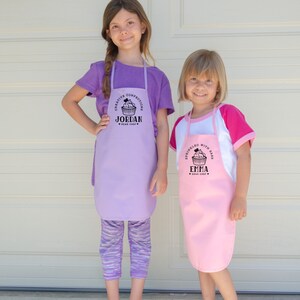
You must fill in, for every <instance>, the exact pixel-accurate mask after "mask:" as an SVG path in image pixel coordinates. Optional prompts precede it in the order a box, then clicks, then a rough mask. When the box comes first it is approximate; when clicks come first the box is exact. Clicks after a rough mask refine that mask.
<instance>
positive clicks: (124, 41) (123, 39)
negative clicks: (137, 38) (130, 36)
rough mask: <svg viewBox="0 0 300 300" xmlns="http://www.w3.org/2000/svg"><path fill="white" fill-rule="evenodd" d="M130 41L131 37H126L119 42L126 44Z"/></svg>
mask: <svg viewBox="0 0 300 300" xmlns="http://www.w3.org/2000/svg"><path fill="white" fill-rule="evenodd" d="M131 39H132V37H126V38H122V39H120V41H121V42H127V41H130V40H131Z"/></svg>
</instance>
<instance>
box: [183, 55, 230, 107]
mask: <svg viewBox="0 0 300 300" xmlns="http://www.w3.org/2000/svg"><path fill="white" fill-rule="evenodd" d="M191 75H192V76H194V75H196V76H202V75H205V76H207V77H208V78H211V79H215V80H218V87H217V93H216V97H215V100H214V104H215V105H217V104H219V103H221V102H223V101H224V99H225V98H226V96H227V78H226V71H225V66H224V63H223V60H222V58H221V57H220V55H219V54H218V53H217V52H215V51H210V50H206V49H200V50H197V51H195V52H193V53H191V54H190V55H189V56H188V57H187V59H186V60H185V62H184V65H183V68H182V71H181V75H180V79H179V83H178V95H179V101H184V100H188V97H187V95H186V89H185V85H186V80H187V78H188V76H191Z"/></svg>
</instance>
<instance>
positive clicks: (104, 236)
mask: <svg viewBox="0 0 300 300" xmlns="http://www.w3.org/2000/svg"><path fill="white" fill-rule="evenodd" d="M123 236H124V222H123V221H108V220H102V219H101V243H100V256H101V259H102V266H103V277H104V279H105V280H115V279H119V278H120V277H121V274H122V272H121V265H122V255H123ZM128 241H129V246H130V276H131V278H146V277H147V274H148V267H149V261H150V254H151V238H150V218H149V219H147V220H145V221H128Z"/></svg>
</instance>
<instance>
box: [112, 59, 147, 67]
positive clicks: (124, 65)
mask: <svg viewBox="0 0 300 300" xmlns="http://www.w3.org/2000/svg"><path fill="white" fill-rule="evenodd" d="M115 62H116V63H117V64H119V65H123V66H126V67H132V68H144V66H146V67H151V66H149V65H148V64H147V63H146V62H145V65H144V64H143V65H129V64H125V63H123V62H121V61H119V60H118V59H116V60H115Z"/></svg>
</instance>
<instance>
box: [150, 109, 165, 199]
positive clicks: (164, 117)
mask: <svg viewBox="0 0 300 300" xmlns="http://www.w3.org/2000/svg"><path fill="white" fill-rule="evenodd" d="M157 130H158V132H157V137H156V147H157V155H158V160H157V168H156V171H155V173H154V175H153V177H152V180H151V183H150V191H151V192H152V194H153V196H159V195H162V194H163V193H164V192H165V191H166V189H167V185H168V181H167V169H168V151H169V124H168V119H167V110H166V109H160V110H158V112H157ZM155 187H156V189H155Z"/></svg>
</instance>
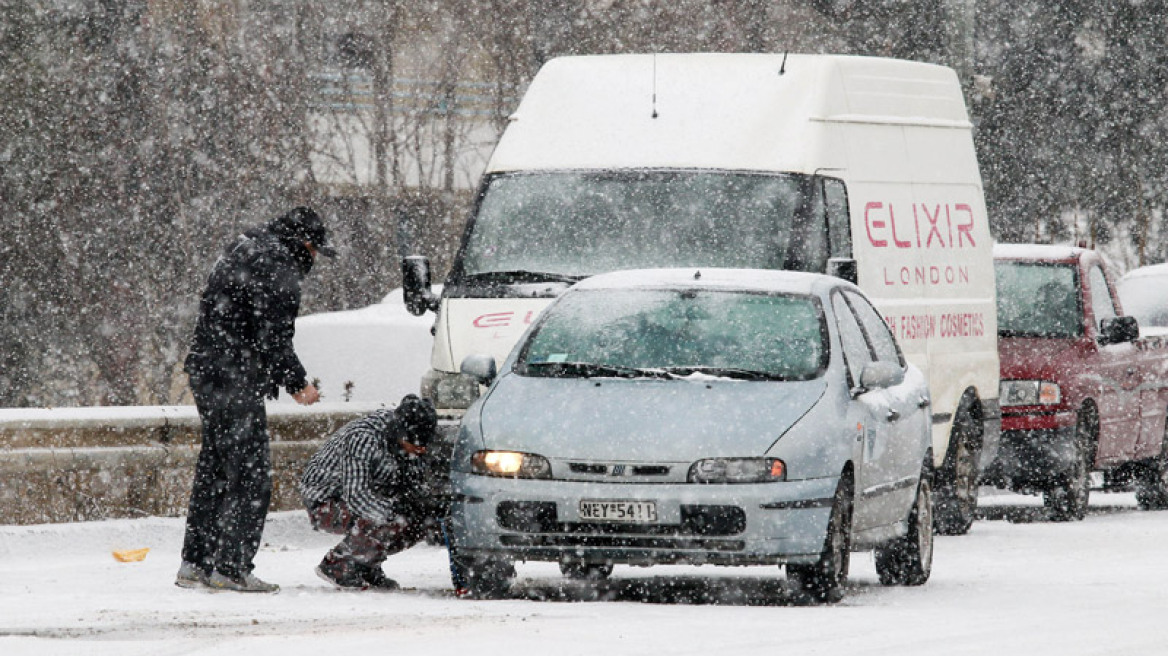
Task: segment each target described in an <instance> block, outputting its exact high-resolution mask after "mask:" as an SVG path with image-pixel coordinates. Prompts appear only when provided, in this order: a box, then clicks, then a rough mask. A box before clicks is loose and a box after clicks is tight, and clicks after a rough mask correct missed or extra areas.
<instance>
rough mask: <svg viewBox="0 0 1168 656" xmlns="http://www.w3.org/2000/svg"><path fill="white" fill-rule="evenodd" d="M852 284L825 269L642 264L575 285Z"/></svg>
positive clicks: (652, 285)
mask: <svg viewBox="0 0 1168 656" xmlns="http://www.w3.org/2000/svg"><path fill="white" fill-rule="evenodd" d="M825 285H827V286H835V285H842V286H846V287H851V285H849V284H848V282H844V281H843V280H841V279H839V278H833V277H830V275H825V274H821V273H802V272H798V271H773V270H752V268H707V267H700V266H694V267H684V268H638V270H626V271H614V272H611V273H602V274H599V275H593V277H591V278H585V279H584V280H580V281H579V282H577V284H576V286H575V287H573V289H628V288H638V287H641V288H644V287H683V288H687V289H688V288H698V287H701V288H717V289H728V291H729V289H732V291H744V292H778V293H788V294H804V295H808V294H818V293H820V292H821V291H822V289H823V286H825Z"/></svg>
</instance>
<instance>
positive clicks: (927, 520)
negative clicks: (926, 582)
mask: <svg viewBox="0 0 1168 656" xmlns="http://www.w3.org/2000/svg"><path fill="white" fill-rule="evenodd" d="M931 465H932V463H931V462H930V463H926V465H925V467H924V468H923V469H922V472H920V482H919V483H917V497H916V500H915V501H913V503H912V509H911V510H910V511H909V532H908V533H906V535H905V536H904V537H901V538H896V539H894V540H890V542H889V543H888V544H885V545H884V546H882V547H877V549H876V573H877V574H878V575H880V581H881V582H882V584H884V585H887V586H890V585H905V586H919V585H924V582H925V581H927V580H929V574H931V573H932V568H933V481H932V466H931Z"/></svg>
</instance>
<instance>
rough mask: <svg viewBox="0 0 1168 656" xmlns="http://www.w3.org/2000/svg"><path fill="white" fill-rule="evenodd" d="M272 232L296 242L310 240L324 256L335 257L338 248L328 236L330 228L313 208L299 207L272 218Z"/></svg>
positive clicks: (316, 248) (317, 251)
mask: <svg viewBox="0 0 1168 656" xmlns="http://www.w3.org/2000/svg"><path fill="white" fill-rule="evenodd" d="M270 225H271V229H272V232H274V233H277V235H279V236H280V237H284V238H287V239H293V240H296V242H308V243H310V244H312V247H313V249H315V250H317V252H319V253H320V254H322V256H326V257H333V256H335V254H336V249H335V247H333V243H332V240H329V238H328V229H327V228H325V222H324V221H321V219H320V215H319V214H317V212H315V211H314V210H313V209H312V208H306V207H299V208H296V209H293V210H292V211H290V212H287V214H285V215H284V216H279V217H277V218H274V219H272V223H271V224H270Z"/></svg>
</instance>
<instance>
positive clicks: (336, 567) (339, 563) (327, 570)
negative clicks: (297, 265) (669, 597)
mask: <svg viewBox="0 0 1168 656" xmlns="http://www.w3.org/2000/svg"><path fill="white" fill-rule="evenodd" d="M359 567H360V565H357V564H356V563H355V561H353V560H350V559H348V558H345V557H342V556H338V554H336V553H334V552H332V551H329V552H328V553H327V554H325V559H324V560H321V561H320V565H317V575H318V577H320V578H321V579H324V580H326V581H328V582H331V584H333V585H334V586H336V587H339V588H341V589H366V588H368V587H369V584H368V582H366V580H364V579H363V578H362V577H361V572H360V571H359Z"/></svg>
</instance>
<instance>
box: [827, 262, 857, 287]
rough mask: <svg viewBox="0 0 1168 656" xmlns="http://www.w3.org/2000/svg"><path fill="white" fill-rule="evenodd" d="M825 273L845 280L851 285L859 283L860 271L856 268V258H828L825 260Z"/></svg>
mask: <svg viewBox="0 0 1168 656" xmlns="http://www.w3.org/2000/svg"><path fill="white" fill-rule="evenodd" d="M827 274H828V275H834V277H835V278H840V279H842V280H847V281H848V282H851V284H853V285H858V284H860V273H858V272H857V270H856V260H854V259H851V258H830V259H828V260H827Z"/></svg>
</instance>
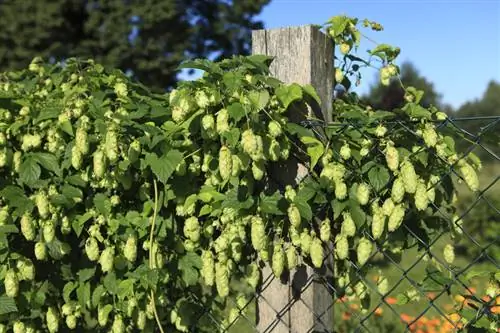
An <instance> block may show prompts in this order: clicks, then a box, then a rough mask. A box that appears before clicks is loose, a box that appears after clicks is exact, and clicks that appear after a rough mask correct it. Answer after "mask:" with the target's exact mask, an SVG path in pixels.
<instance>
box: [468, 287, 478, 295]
mask: <svg viewBox="0 0 500 333" xmlns="http://www.w3.org/2000/svg"><path fill="white" fill-rule="evenodd" d="M467 293H468V294H470V295H473V294H475V293H476V288H473V287H470V288H467Z"/></svg>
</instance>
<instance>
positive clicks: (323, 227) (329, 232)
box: [319, 218, 332, 242]
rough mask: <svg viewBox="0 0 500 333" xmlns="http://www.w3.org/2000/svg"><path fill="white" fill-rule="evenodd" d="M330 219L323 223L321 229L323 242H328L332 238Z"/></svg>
mask: <svg viewBox="0 0 500 333" xmlns="http://www.w3.org/2000/svg"><path fill="white" fill-rule="evenodd" d="M330 223H331V221H330V219H328V218H326V219H324V220H323V221H322V222H321V225H320V228H319V238H320V239H321V240H322V241H323V242H328V241H329V240H330V237H331V235H332V230H331V226H330Z"/></svg>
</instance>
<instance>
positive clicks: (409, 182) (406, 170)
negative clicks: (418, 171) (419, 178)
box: [393, 159, 418, 202]
mask: <svg viewBox="0 0 500 333" xmlns="http://www.w3.org/2000/svg"><path fill="white" fill-rule="evenodd" d="M401 179H402V180H403V185H404V188H405V191H406V192H407V193H411V194H413V193H415V191H416V190H417V184H418V177H417V174H416V172H415V168H414V167H413V164H412V163H411V162H410V161H409V160H408V159H406V160H405V161H404V162H403V163H402V164H401ZM393 200H394V198H393ZM394 201H397V202H399V201H398V200H394Z"/></svg>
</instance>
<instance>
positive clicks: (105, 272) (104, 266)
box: [99, 246, 115, 273]
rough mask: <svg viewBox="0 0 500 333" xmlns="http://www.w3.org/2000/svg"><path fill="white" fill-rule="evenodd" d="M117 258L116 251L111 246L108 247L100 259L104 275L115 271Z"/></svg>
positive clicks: (104, 250)
mask: <svg viewBox="0 0 500 333" xmlns="http://www.w3.org/2000/svg"><path fill="white" fill-rule="evenodd" d="M114 257H115V249H114V248H113V247H111V246H109V247H106V248H105V249H104V250H103V251H102V253H101V256H100V257H99V264H100V265H101V269H102V271H103V272H104V273H107V272H110V271H111V270H112V269H113V265H114Z"/></svg>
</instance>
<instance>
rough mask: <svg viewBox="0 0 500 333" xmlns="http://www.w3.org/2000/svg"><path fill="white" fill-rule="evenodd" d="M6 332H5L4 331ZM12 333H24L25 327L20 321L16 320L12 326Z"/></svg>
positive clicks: (25, 327)
mask: <svg viewBox="0 0 500 333" xmlns="http://www.w3.org/2000/svg"><path fill="white" fill-rule="evenodd" d="M5 331H6V332H7V330H5ZM12 331H13V332H14V333H26V325H24V323H23V322H22V321H19V320H16V321H15V322H14V325H13V326H12Z"/></svg>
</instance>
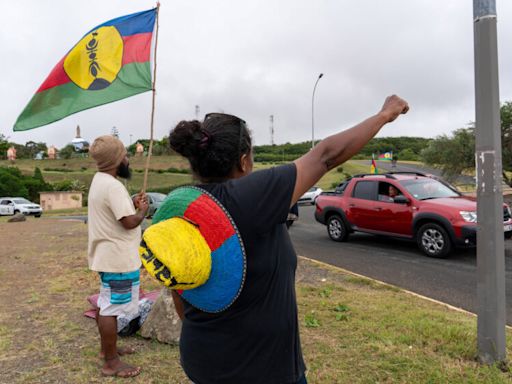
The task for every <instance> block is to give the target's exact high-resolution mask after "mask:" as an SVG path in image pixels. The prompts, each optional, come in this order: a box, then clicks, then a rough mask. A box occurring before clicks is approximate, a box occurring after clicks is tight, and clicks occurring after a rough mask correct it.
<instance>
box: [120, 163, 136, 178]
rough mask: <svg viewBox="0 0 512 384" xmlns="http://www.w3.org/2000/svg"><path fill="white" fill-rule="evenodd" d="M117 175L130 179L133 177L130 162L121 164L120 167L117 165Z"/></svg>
mask: <svg viewBox="0 0 512 384" xmlns="http://www.w3.org/2000/svg"><path fill="white" fill-rule="evenodd" d="M117 176H119V177H121V178H123V179H126V180H130V179H131V178H132V170H131V169H130V164H124V163H121V164H119V167H117Z"/></svg>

What you are asked to do: Replace "rough mask" with "coarse mask" in the entries from their start through the line holding "negative clicks: (137, 38) (130, 36)", inclusive, and reproduce those lines with nothing else changed. Leave the pictures out of your answer.

Answer:
You must fill in, for every <instance>, the exact pixel-accurate mask after "mask:" as an SVG path in image pixel coordinates. Optional prompts precede it in the order a box, then clicks, then a coarse mask. When the box comes first it is approximate; when clicks come first the box is exact. Clicks after a coarse mask refine that mask.
<instance>
positive clicks: (124, 41) (123, 39)
negative clicks: (137, 38) (130, 36)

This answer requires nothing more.